■ DATASET CONTENT ■
-- Opening Marker --

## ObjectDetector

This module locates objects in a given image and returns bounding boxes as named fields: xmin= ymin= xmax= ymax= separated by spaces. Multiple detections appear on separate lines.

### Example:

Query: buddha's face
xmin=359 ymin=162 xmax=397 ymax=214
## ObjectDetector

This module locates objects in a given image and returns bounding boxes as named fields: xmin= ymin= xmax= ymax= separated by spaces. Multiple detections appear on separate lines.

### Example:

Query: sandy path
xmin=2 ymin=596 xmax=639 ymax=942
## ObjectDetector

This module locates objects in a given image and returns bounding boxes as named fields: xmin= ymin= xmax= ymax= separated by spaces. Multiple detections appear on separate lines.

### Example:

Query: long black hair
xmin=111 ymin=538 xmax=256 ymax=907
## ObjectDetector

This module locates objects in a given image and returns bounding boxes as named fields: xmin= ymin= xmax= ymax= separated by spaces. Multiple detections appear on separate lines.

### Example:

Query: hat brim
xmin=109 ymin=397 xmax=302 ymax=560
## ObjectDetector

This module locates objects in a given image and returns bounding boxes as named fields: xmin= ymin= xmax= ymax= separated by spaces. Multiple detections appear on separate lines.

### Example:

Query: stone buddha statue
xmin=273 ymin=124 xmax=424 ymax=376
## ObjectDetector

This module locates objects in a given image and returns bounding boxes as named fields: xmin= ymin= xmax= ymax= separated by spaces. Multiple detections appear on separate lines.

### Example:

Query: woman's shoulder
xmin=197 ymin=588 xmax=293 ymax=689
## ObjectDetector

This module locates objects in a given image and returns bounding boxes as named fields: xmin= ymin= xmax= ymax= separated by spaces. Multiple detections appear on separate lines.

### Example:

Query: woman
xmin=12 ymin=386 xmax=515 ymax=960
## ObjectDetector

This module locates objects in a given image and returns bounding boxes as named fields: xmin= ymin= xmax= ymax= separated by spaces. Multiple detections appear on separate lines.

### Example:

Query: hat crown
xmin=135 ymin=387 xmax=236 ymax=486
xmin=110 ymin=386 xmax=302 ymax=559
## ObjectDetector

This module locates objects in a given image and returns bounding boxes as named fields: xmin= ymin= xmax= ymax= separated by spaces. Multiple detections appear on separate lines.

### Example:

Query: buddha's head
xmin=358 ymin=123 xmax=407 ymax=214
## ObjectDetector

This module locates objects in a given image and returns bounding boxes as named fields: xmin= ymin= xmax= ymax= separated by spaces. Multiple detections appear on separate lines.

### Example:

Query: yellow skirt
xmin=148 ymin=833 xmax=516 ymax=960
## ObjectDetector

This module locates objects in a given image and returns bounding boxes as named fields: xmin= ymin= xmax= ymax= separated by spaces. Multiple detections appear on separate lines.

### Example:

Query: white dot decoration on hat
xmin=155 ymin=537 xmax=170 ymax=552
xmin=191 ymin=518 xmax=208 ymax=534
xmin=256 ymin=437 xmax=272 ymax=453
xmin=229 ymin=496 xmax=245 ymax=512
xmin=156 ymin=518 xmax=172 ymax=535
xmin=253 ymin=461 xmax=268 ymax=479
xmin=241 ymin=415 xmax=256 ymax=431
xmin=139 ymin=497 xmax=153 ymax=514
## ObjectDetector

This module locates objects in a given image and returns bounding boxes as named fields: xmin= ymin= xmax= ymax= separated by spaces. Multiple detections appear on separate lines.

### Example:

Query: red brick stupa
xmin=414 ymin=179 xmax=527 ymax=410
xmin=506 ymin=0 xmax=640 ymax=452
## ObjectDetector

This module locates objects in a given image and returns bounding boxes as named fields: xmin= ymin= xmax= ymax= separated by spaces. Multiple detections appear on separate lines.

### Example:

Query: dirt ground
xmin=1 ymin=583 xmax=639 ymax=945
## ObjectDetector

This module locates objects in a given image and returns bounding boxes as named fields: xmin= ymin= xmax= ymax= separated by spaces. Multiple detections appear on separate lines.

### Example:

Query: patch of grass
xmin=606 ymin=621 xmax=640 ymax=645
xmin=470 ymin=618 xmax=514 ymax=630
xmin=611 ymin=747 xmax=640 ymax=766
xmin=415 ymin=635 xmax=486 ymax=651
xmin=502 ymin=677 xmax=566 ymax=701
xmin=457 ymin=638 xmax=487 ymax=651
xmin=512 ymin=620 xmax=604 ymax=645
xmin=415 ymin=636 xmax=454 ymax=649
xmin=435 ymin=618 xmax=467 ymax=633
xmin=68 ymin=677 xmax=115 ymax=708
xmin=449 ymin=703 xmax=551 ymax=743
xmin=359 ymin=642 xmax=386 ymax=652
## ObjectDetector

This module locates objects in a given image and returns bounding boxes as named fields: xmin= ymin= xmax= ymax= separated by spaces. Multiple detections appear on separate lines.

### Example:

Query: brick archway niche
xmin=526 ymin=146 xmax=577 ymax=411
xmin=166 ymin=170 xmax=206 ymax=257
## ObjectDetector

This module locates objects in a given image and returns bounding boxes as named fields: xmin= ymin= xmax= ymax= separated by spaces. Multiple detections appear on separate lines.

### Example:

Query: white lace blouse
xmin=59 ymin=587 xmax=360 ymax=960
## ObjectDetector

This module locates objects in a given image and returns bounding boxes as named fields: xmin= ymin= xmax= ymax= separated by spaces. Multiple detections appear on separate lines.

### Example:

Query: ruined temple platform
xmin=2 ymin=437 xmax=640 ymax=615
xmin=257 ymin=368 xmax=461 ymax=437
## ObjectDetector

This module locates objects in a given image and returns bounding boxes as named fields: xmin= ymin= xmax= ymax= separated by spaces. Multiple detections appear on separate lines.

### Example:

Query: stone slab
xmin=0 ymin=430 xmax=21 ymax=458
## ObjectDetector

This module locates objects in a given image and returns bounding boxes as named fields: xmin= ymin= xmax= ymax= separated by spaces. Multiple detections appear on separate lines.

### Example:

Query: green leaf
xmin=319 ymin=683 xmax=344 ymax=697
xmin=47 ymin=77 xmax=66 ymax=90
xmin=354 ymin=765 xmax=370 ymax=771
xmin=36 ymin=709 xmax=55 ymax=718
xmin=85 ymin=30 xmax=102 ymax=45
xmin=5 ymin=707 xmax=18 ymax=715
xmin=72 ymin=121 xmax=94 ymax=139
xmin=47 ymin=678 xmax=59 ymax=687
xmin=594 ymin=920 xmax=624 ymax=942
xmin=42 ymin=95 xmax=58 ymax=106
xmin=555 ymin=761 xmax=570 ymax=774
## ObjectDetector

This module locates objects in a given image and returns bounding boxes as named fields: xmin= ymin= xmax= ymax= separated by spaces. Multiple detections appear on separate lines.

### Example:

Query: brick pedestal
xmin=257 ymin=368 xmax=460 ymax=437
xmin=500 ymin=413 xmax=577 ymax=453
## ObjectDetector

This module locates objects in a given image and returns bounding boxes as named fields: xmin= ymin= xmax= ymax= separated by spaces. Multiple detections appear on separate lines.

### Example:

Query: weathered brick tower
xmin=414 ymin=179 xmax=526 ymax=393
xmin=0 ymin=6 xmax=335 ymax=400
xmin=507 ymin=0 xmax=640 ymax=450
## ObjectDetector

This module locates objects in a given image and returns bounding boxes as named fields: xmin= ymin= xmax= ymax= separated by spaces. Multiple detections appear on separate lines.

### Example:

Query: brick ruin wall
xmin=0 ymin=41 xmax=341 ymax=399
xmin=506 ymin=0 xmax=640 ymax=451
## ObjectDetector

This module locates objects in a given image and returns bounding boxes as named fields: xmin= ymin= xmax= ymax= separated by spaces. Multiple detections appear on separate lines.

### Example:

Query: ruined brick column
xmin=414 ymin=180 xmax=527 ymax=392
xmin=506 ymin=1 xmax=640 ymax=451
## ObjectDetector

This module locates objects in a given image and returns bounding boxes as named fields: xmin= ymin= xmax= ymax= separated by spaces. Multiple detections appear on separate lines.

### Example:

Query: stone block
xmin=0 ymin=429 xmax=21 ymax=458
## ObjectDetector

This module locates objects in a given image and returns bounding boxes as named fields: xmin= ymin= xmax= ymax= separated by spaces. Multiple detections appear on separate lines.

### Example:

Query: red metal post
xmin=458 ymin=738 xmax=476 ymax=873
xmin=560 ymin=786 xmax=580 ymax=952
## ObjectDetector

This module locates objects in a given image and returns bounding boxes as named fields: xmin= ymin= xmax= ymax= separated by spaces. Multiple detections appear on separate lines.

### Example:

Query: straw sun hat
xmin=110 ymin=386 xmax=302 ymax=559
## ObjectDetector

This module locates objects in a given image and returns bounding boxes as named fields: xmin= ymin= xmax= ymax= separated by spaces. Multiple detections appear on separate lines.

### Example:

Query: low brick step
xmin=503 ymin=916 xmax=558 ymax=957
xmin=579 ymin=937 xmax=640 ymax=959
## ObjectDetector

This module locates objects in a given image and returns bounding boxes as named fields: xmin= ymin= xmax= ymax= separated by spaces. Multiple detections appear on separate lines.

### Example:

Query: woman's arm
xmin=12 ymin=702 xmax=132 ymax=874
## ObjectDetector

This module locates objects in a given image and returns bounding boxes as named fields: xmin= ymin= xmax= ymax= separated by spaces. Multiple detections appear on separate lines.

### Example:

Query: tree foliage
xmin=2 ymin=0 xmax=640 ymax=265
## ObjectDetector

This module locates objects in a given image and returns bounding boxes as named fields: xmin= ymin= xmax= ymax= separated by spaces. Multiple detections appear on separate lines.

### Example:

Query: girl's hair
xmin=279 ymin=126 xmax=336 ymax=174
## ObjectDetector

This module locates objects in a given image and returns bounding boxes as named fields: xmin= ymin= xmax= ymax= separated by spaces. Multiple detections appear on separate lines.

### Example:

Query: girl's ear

-- Closing Marker --

Copy out the lines from the line containing "Query: low brick step" to the end of the listing above, without alteration.

Query: low brick step
xmin=503 ymin=916 xmax=558 ymax=957
xmin=579 ymin=937 xmax=640 ymax=959
## ObjectDetector

This module locates objects in a given image and returns bounding boxes as named fields: xmin= ymin= xmax= ymax= separated by spaces. Multiple detections appear on separate lines.

### Example:

Query: woman's arm
xmin=12 ymin=702 xmax=132 ymax=874
## ObjectDetector

This module locates objects in a given image and returns bounding boxes as named fields: xmin= ymin= xmax= ymax= separated by spaces. Multiple detections appear on separate lines.

### Example:

Query: tree foliage
xmin=2 ymin=0 xmax=640 ymax=265
## ObjectDetector

This module locates objects in a given image and returns bounding boxes as named fields: xmin= ymin= xmax= ymax= separated by spaces. Multiple detections appear on separate lines.

### Example:

Query: girl's hair
xmin=279 ymin=126 xmax=336 ymax=174
## ObjectDetector

This module locates objects in a given image and returns bounding boxes as named fields: xmin= ymin= xmax= ymax= separated by spaces. Multiple detections appear on separate lines.

### Example:

Query: girl's ear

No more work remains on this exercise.